* _What you have to do_:
Pick up the article below about the Gay Softball World Series in Dallas after its last sentence and keep writing it.

* _Provided passage_:
At Kiest Park last week, Barbara Barnette, athletic coordinator for the Dallas Park and Recreation Department, was trying to determine whether the Gay Softball World Series was different from any other softball tournament that had been played at the park. "Really, it's not that much different, because softball is softball," she decided, and then paused for a moment as two hairy men in tank tops and sunglasses walked into the park holding hands. "Of course, you're going to see a few things you don't normally see," she said.

The series delivered about 4,000 gay and lesbian athletes to Dallas last week. Their coaches, scorekeepers, umpires, partners and fans followed them as they competed in Southern Dallas, Irving and Carrollton; as they visited the bars on Cedar Springs Road (the umpires may not have actually made it to Cedar Springs); when they attended the Mr. and Miss Gay World Series contest; and as they padded about the Sheraton Brookhollow on Thursday waiting for the rain to go away. One hundred fifty teams from Canada and the United States--including the Chicago Mood Swings, the Evil Empire (Virginia Beach), the L.A. Vipers and the San Francisco Pilsner Huffin Puffins--played in men's and women's tournaments.

What Barnette was saying--that softball is softball, no matter your bedmate--was apparent just about everywhere last week. There was, for example, the piquant aroma of BENGAY; the cheers sound the same as in straight softball; and the umpires dust off home plate just as officiously. The concessions don't taste any better, but at least there was evidence of the redeeming truism that in American amateur sports, the less accomplished the players seem, the more enthusiastic their fans become.

* _Collected data_:
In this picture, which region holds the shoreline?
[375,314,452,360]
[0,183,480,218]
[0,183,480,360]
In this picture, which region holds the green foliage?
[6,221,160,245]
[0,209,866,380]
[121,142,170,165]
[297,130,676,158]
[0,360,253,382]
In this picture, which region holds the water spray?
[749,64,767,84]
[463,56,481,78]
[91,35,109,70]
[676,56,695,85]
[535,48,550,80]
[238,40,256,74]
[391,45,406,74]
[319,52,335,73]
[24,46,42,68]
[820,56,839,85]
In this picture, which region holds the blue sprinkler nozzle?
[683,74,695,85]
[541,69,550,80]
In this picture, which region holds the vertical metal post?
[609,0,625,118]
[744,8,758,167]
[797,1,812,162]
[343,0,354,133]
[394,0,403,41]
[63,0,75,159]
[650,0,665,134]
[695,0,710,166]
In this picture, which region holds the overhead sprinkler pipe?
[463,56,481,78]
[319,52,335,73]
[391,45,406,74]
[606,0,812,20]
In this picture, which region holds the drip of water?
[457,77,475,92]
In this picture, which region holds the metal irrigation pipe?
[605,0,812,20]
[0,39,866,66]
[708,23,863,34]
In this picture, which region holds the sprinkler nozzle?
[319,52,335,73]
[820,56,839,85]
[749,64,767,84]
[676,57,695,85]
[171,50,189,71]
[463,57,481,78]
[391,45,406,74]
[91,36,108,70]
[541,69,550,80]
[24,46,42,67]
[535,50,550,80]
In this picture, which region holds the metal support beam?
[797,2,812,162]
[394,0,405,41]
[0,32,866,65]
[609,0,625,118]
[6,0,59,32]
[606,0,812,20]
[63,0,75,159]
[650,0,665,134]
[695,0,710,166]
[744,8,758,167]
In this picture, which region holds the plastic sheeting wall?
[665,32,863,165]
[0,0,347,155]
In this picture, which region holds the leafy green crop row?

* _Task output_:
The transparency between traditional and gay softball is something the series' organizers had worked hard to create. Several days before the series began, Lon Berger, the men's division commissioner for the North American Gay Amateur Athletic Alliance (NAGAAA), which produces the series, explained why. "I was never a super ballplayer," he said, "but when I saw what it had to do with people, and particularly gay people, I became very dedicated to providing an opportunity for gay people to play ball." Gay men are just as good as straight players, Berger said, but as a gay male, "you might be a little bit nellier" and perhaps less than confident as a result. "I've played on straight teams and IBM teams and church teams," Berger said, "and you go in the dugout and you go 'Whoo! Whoo!' and the straight guys are like..." and he curled up his face, mimicking their utter misapprehension of his demonstrative team spirit.

But Berger's explanation prompted Matt Miller, who owns the Miss Texas Pageant and two local gay bars and is a local organizer of the series, to pipe up. "I have a totally different take on it," he said. When he started playing softball in 1982 in Kansas City, "I was a 22-year-old male coming out, and I finally got to meet other athletic men that could play softball." Playing softball taught him that he was not, in fact, "the only gay man who watches football on TV."

Then Pam Dunham, a Dallas director of product management for MCI and the women's commissioner for NAGAAA, offered a reason of her own. "We have found most lesbians have played softball their whole lives," she said. "As a lesbian growing up, you might not have known where else to find other lesbians, but you could find them on the ball field. Unlike for some men, who were the last ones picked, in most cases the lesbians were the first person picked."

And so the Gay Softball World Series was packed with the sometimes contradictory expectations of its organizers and players. But with something like 350 games to be played in the men's division alone, and one day lost to rain, there wasn't a lot of time last week to ponder the philosophy behind the series.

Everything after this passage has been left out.